- [Excerpted passage]
··········
# corn cob smoked bacon. Pioneer style.



## nebraskaheat (May 18, 2010)

(title should read corn cob smoked bacon)

My wife bought me a book titled "Nebraska Pioneer cookbook" and in it is a recipe for "smoked bacon" where corn cobs are used to create the smoke. This recipe comes from the "early days" section of the book and is dated as 1863..

Here is the entire "recipe"....

"Take a tin pan or kettle of corn cobs and set them on the fire so as to make them smoke; then turn the bottom side up over the smoking cobs in the barrel, or whatever you wish to salt or pickle your bacon in, so as to thourouly smoke the inside of it. Burn at least two pans of cobs under it, so as to smoke it well. Then pack the ham, shoulders or other meat you wish to make bacon of in the cask, and after preparing your pickle heat it nearly boiling hot, and pour it on the meat and let the meat stay until it is pickled, when it is made into bacon, ready for use and well smoked. The bacon can remain in the pickle until used, and you can watch it in the summer and should it ferment, scald it over."
··········
- [Extracted material]

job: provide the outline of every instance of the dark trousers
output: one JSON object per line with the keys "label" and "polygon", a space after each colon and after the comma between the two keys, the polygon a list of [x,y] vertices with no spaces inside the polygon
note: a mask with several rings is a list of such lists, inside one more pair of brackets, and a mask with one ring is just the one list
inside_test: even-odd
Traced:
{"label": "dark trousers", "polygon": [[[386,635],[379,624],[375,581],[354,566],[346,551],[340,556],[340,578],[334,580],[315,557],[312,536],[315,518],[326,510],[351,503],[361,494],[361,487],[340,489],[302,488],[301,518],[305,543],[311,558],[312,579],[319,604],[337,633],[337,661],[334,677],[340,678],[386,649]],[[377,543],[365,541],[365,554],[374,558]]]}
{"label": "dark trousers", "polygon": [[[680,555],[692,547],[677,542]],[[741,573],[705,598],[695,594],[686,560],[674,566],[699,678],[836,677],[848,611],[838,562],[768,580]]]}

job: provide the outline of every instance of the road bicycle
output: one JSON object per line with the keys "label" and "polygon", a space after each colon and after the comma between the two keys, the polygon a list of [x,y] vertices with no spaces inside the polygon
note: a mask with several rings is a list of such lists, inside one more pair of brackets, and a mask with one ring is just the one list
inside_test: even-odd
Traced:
··········
- [Required tasks]
1. Transcribe the corn cob smoked bacon post from "(title should read" up to and including "dated as 1863..".
2. In the corn cob smoked bacon post, what year is the recipe from the cookbook dated?
3. Take the corn cob smoked bacon post further, picking up after its final sentence.

- [Expected responses]
1.
(title should read corn cob smoked bacon)

My wife bought me a book titled "Nebraska Pioneer cookbook" and in it is a recipe for "smoked bacon" where corn cobs are used to create the smoke. This recipe comes from the "early days" section of the book and is dated as 1863..

2. 1863

3.
----------



## mballi3011 (May 18, 2010)

I know the ole timmey way seems alittle different but this one seem alot different to me. Now you can give it a shot and I would be interested in the out come. Now you might want to give Shooterrick or Rivet a PM for I know theylike doing stuff the old fashion way.


----------



## nebraskaheat (May 18, 2010)

Yeah, the more I read it the less I think I understand it.. Correct me if I'm wrong, but is the recipe actually just suggesting smoking the container with the corn cob smoke and then using it to store the bacon in? 


The verbage is really throwing me off here. I was assumming it would translate to just using corn cobs instead of wood chunks to smoke the bacon with and then pickeling then bacon. Now I'm not sure.


----------



## travcoman45 (May 18, 2010)

There countin on the brine ta pull the smoke outa the wood.
Personally, I'd smoke the bacon.

Grandpa used lots a cob fer smokin in the smoke house.

The meat was pickled ta preserve it.  But then again, smokin was used ta help preserve it to.  The pickle would keep it longer.


----------



## insight (May 19, 2010)

I definitely remember corn cob and maple smoked products in New Hampshire and Vermont.


----------



## walle (May 19, 2010)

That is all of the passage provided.